### 文書の抜粋

騒がれていた頃、「果たしてメイド喫茶とはいかなるものか」という好奇心で

ゴールデンウィークに友人と行ってみたことがある。値段も安いとのことだったので。


いくら連休中とはいえ、あれだけ店があるならどこかしら、すぐ入店できるだろうと

思っていたが、考えが甘かった。


いろんな店をまわってみたが、どの店も、オレらと同じようにメイド自体に興味ないけど

せっかくの休日だから試しに来てみたという老若男女問わない興味本位の大行列……。

いかにも常連だと思える絵に書いたようなアキバ系の人ももちろんいるが、ほとんどが

試しに来てみたといった雰囲気の今風の男性グループやカップル。

女性だけのグループもいた。


すいている店を探し、アチコチ回ったがどこも2時間以上待ちの大盛況で、結局、

1時間半待ちで比較的早く入れそうな地下の店に決めて、列に並んだ。


入ったらコーヒーだけ頼んで飲む。なんか知らんが入店客全員を巻き込んで、

メイドさんとじゃんけんして勝ち残った客がメイドさんと2人でゲーム出来るという企画が始まり、

ふだんは全く運がないのに、こういう時に限って神がかり的な奇跡が生まれ

たしか50人位いた客の中で、オレだけ負けなしで、ステージのメイドさんとの

じゃんけんに10連勝以上(マジなんだよ、これ)してしまい、勝ち残ってしまった記憶がある。

### 演習問題
1. 本文の「思っていたが、考えが甘かった。」から「女性だけのグループもいた。」までを、一字一句変えずに書き写せ。
2. 本文において、最終的に地下の店の列に並ぶことにした理由を1〜3文で説明せよ。
この後の行は本文とは別の資料である。

### データ
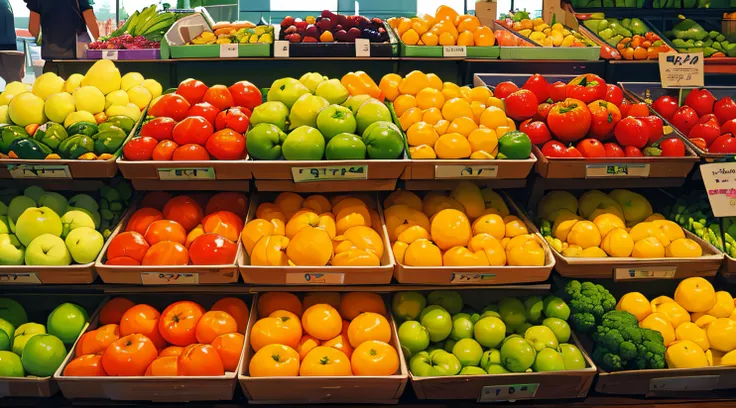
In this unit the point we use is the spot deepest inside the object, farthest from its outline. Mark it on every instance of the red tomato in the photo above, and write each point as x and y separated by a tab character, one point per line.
246	95
205	110
521	105
219	97
605	116
631	131
192	90
537	131
569	120
591	148
194	129
139	148
158	128
233	118
226	144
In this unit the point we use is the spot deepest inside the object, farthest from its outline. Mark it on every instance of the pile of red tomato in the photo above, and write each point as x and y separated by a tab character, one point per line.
196	122
585	118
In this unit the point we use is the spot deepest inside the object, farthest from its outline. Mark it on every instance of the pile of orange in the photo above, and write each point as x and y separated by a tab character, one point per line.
446	27
315	231
326	334
444	120
184	340
468	227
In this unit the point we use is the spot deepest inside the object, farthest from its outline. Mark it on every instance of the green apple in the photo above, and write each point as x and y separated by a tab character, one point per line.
35	222
462	327
541	337
559	327
468	352
413	338
556	307
512	311
548	360
332	90
304	143
534	308
305	111
10	365
345	146
437	321
336	119
571	356
274	112
489	331
286	90
48	250
67	321
43	355
23	333
517	354
435	363
371	111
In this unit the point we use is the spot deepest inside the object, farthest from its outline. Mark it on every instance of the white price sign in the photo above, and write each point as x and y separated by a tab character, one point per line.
681	70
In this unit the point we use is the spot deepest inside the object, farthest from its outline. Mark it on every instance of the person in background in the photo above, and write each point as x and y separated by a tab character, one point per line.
62	24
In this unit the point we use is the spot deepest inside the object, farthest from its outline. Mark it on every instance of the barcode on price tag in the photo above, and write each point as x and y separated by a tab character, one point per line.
681	70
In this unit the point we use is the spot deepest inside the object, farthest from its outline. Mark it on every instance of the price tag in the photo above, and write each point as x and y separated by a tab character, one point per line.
646	272
39	171
306	174
281	49
681	70
193	173
329	278
617	170
720	185
25	278
157	278
454	51
362	47
228	50
472	277
460	171
510	392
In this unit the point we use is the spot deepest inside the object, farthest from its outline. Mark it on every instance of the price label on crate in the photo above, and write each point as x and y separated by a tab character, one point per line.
39	171
315	278
191	173
281	49
228	50
510	392
681	70
158	278
617	170
720	185
460	171
326	173
26	278
454	51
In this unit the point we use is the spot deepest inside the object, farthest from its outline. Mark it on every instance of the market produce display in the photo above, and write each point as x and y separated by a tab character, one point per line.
618	224
708	122
468	227
194	229
341	230
46	228
196	122
37	349
184	339
325	334
443	336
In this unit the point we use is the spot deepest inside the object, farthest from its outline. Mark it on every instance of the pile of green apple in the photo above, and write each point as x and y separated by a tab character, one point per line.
315	117
32	348
46	228
442	336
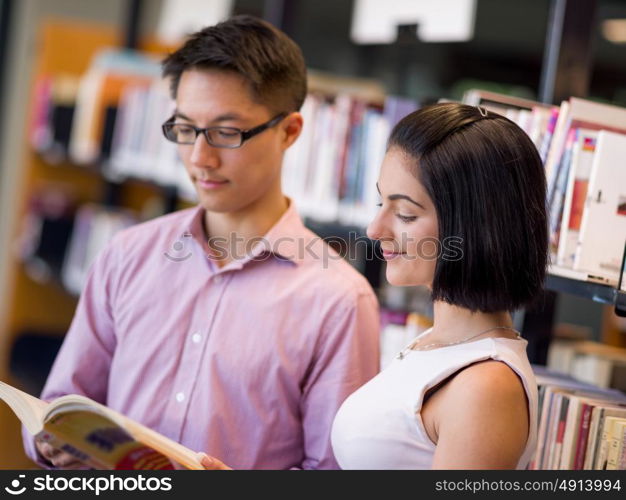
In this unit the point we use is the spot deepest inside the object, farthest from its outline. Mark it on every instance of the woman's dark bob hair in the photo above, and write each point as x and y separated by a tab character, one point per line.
488	186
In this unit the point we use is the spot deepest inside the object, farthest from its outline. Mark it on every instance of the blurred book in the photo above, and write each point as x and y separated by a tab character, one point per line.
571	422
94	227
96	435
603	224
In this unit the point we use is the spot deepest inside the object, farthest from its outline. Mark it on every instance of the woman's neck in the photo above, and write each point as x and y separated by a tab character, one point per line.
452	323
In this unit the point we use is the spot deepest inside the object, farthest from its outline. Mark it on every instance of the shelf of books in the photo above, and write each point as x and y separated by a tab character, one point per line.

### 演習の解答
1.
思っていたが、考えが甘かった。


いろんな店をまわってみたが、どの店も、オレらと同じようにメイド自体に興味ないけど

せっかくの休日だから試しに来てみたという老若男女問わない興味本位の大行列……。

いかにも常連だと思える絵に書いたようなアキバ系の人ももちろんいるが、ほとんどが

試しに来てみたといった雰囲気の今風の男性グループやカップル。

女性だけのグループもいた。

2. 空いている店を探して回ったが、どの店も2時間以上待ちの大盛況だった。その中で地下の店は1時間半待ちで、比較的早く入れそうだったため、そこに決めて並んだ。